→ What needs to be done
In the forum thread on profile-guided optimization, condense the paragraph that begins "Unless you have simple to generate" into a short list that keeps its main points.

By: Mark Roulo (nothanks.delete@this.xxx.com), June 7, 2022 6:40 am
Room: Moderated Discussions
rwessel (rwessel.delete@this.yahoo.com) on June 6, 2022 2:59 pm wrote:
> Mark Roulo (nothanks.delete@this.xxx.com) on June 6, 2022 2:10 pm wrote:
> > rwessel (rwessel.delete@this.yahoo.com) on June 6, 2022 11:57 am wrote:
> > > Doug S (foo.delete@this.bar.bar) on June 6, 2022 10:44 am wrote:
> > > > rwessel (rwessel.delete@this.yahoo.com) on June 6, 2022 5:26 am wrote:
> > > > > Peter Lewis (peter.delete@this.notyahoo.com) on June 6, 2022 3:55 am wrote:
> > > > > > > There's PGO of course, but that really only works for interpreted or jitted languages.
> > > > > >
> > > > > > The Intel C/C++ Compiler has Profile-Guided Optimization (PGO).
> > > > > > Have you had some bad experience with PGO for compiled languages?
> > > > >
> > > > >
> > > > > The fundamental problem with PGO is that it's (probably fundamentally) too hard to use the
> > > > > vast majority of the time, at least with languages compiled in the traditional way.
> > > > >
> > > > > Unless you have simple to generate (and maintain!*) training datasets, have a very small area
> > > > > where you can separately apply PGO (and can make the training sets small enough to make them
> > > > > maintainable), or you can afford to invest in a quite large infrastructure to use and maintain
> > > > > PGO (because, say, you have an absurd number of machine on which you're going to run this code
> > > > > - consider Google), PGO is just too hard to use, and so is useless 99% of the time.

Data extracted from a collection:
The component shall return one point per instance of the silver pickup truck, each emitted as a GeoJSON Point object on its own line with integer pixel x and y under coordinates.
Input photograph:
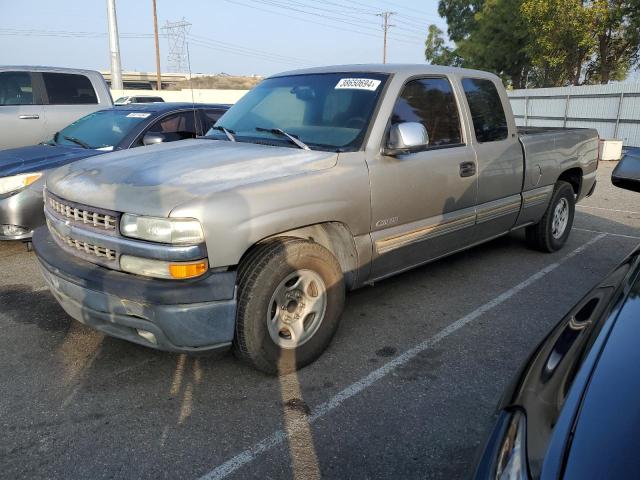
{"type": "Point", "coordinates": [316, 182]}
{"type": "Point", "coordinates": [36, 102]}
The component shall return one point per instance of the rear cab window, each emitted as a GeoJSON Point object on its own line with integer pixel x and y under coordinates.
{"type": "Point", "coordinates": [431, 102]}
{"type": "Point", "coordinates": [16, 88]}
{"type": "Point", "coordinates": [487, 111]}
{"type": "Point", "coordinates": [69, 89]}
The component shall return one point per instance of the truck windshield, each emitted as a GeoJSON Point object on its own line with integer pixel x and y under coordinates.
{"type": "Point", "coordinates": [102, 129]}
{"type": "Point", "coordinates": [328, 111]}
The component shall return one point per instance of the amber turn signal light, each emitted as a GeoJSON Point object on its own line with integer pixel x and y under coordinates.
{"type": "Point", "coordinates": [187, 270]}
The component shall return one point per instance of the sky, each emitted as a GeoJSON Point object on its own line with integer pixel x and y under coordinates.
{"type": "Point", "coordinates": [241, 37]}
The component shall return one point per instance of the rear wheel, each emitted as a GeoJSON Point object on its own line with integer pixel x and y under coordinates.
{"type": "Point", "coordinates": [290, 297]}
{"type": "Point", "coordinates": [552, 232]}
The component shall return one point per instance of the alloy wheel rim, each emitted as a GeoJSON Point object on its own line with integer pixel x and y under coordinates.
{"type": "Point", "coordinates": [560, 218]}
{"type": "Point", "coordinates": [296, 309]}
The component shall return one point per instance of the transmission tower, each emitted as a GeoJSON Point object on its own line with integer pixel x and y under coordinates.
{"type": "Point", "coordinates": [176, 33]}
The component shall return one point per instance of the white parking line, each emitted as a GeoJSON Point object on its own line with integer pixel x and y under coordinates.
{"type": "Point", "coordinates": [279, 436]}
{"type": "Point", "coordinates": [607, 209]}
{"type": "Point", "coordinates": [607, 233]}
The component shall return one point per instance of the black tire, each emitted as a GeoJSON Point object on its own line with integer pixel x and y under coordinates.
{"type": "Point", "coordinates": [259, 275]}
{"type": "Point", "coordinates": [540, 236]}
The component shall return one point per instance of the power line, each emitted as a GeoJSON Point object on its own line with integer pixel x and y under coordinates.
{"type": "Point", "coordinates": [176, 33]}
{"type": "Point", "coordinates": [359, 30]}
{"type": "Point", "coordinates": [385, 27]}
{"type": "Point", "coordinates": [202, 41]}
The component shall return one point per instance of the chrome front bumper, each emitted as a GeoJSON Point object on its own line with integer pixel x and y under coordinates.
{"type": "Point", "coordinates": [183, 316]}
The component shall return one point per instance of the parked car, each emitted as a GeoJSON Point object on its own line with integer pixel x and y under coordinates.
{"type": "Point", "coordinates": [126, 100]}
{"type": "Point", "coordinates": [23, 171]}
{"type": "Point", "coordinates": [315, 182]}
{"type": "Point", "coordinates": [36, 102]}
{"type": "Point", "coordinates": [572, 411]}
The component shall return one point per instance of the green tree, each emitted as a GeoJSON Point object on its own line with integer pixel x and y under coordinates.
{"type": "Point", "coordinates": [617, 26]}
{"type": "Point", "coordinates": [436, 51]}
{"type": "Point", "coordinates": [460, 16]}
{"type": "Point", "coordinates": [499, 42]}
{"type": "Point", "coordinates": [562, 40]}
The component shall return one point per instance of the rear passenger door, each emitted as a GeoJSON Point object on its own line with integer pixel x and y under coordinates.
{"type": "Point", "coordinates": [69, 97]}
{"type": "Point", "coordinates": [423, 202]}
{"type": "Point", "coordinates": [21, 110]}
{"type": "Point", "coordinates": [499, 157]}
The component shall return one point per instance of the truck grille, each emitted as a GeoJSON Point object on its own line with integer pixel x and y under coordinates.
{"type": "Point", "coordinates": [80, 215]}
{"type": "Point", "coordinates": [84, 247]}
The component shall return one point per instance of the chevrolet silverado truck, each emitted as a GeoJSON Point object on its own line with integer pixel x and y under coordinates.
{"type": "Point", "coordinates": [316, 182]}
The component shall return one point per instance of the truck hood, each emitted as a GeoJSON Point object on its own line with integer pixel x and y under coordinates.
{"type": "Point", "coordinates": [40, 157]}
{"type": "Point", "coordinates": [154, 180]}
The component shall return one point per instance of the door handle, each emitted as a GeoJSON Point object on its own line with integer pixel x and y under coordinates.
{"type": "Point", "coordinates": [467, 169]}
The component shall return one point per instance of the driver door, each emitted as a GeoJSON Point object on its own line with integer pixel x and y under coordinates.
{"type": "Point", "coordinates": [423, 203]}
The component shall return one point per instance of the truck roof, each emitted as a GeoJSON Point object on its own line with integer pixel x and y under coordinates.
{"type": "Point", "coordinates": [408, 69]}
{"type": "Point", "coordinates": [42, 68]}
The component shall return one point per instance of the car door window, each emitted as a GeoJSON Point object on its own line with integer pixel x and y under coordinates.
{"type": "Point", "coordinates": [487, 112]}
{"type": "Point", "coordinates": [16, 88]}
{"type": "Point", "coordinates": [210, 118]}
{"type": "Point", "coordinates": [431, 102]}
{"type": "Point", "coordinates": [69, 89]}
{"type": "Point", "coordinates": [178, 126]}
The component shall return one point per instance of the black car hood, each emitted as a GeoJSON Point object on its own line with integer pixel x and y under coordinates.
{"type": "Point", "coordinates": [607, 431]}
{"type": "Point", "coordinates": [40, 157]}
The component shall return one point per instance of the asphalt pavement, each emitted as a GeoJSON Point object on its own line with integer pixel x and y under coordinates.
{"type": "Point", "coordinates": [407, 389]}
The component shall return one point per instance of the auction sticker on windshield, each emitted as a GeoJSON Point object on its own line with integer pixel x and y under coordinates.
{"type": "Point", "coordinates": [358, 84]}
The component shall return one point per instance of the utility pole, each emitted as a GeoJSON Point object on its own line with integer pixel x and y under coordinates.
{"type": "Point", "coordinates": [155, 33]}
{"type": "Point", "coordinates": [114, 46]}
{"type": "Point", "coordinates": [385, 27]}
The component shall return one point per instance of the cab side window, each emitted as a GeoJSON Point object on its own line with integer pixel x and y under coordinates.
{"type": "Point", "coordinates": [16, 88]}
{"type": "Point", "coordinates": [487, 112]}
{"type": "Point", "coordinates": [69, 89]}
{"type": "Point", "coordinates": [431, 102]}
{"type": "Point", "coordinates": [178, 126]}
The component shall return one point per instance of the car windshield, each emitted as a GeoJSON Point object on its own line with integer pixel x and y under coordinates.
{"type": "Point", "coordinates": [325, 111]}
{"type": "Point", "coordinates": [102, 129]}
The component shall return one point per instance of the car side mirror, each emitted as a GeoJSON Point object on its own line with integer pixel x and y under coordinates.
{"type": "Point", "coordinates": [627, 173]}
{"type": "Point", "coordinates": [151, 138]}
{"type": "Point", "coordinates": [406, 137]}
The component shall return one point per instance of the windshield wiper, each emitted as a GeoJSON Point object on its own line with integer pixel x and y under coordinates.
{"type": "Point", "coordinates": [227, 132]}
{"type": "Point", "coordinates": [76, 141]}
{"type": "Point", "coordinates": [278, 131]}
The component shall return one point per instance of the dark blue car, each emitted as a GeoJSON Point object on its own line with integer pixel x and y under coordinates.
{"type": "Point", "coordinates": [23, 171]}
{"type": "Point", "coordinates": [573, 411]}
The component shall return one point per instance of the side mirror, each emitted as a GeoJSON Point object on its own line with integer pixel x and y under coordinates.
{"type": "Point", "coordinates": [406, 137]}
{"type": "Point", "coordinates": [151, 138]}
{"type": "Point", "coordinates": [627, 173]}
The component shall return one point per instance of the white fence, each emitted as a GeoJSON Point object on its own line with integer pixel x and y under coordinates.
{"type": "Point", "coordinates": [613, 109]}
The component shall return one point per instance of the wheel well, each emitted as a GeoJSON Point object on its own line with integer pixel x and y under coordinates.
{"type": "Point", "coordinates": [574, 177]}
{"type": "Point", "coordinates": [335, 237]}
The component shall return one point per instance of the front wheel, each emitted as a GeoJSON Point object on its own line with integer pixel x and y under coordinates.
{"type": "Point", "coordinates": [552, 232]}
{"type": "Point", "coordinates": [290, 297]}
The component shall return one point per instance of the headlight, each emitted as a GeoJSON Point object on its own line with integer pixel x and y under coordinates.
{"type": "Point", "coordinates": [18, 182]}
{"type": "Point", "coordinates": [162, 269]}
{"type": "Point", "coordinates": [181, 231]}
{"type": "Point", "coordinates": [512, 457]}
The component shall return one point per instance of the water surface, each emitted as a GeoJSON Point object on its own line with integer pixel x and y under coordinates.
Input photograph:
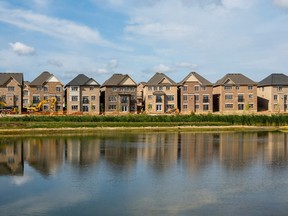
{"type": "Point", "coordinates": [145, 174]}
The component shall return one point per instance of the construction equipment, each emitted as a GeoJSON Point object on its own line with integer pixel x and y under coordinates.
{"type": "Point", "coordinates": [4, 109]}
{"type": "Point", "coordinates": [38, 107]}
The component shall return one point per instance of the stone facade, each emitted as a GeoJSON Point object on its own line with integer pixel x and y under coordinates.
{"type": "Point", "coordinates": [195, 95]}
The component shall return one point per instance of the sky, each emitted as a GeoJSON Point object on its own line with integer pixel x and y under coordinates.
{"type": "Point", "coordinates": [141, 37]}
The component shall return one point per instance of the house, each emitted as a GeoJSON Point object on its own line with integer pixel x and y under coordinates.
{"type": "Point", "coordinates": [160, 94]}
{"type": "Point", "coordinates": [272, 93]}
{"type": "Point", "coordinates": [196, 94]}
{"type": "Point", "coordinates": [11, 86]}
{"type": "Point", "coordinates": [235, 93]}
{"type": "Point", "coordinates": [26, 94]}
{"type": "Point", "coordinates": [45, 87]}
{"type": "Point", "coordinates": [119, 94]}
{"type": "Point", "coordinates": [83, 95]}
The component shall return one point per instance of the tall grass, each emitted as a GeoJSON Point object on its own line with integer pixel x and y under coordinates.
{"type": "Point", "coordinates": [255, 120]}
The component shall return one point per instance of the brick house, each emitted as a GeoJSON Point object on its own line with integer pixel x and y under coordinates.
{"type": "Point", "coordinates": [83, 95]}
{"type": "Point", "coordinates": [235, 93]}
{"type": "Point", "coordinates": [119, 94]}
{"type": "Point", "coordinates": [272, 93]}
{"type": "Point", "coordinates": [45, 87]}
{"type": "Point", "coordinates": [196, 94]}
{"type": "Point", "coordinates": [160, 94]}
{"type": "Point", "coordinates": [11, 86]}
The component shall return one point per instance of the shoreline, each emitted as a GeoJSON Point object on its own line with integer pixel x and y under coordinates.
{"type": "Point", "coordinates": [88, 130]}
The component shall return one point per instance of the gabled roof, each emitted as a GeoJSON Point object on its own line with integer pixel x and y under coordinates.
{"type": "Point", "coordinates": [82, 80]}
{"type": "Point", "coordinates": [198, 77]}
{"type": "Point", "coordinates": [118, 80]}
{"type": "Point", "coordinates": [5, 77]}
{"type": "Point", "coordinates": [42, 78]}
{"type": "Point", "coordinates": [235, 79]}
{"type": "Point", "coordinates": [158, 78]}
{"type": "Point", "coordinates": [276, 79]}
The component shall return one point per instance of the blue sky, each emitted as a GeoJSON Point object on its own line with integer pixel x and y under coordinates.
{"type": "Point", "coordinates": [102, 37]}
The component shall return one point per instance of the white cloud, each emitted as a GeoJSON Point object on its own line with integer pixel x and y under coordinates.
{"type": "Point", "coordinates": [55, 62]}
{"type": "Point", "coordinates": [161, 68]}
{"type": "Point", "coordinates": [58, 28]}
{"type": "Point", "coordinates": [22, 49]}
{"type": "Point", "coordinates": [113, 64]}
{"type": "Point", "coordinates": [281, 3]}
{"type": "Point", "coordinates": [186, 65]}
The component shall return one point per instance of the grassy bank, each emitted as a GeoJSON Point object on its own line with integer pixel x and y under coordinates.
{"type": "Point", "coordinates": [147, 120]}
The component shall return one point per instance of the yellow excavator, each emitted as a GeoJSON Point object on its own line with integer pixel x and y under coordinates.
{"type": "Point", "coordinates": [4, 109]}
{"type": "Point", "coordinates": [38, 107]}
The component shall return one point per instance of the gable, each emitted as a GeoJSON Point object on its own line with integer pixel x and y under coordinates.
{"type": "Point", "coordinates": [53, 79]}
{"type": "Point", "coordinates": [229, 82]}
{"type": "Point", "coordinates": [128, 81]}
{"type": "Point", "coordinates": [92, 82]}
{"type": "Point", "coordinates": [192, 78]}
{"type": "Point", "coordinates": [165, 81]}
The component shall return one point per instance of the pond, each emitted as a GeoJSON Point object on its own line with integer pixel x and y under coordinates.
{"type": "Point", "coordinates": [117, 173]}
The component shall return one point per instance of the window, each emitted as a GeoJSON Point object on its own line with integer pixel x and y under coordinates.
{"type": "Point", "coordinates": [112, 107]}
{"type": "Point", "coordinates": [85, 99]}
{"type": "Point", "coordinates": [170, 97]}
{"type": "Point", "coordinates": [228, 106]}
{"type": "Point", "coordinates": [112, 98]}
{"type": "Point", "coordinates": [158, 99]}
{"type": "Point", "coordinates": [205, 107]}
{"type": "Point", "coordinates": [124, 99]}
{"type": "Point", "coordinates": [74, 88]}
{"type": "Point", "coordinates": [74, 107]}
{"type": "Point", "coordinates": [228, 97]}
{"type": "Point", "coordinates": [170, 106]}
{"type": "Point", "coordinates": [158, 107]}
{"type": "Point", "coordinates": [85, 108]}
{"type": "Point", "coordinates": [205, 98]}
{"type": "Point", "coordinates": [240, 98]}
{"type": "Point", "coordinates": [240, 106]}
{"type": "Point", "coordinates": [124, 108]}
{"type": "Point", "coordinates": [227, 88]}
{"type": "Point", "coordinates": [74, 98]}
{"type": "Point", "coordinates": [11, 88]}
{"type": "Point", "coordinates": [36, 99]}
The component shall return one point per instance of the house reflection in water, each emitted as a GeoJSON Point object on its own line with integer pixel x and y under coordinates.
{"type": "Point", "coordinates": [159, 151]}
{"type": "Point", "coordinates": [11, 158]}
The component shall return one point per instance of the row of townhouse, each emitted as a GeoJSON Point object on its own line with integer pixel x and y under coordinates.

→ Response below
- PGO is practical only if one of these holds:
  - Training datasets are simple to generate and maintain.
  - PGO can be applied separately to a very small area, with training sets small enough to stay maintainable.
  - You can afford a large infrastructure to use and maintain PGO, for example because the code will run on an enormous number of machines, as at Google.
- Otherwise PGO is too hard to use and is useless 99% of the time.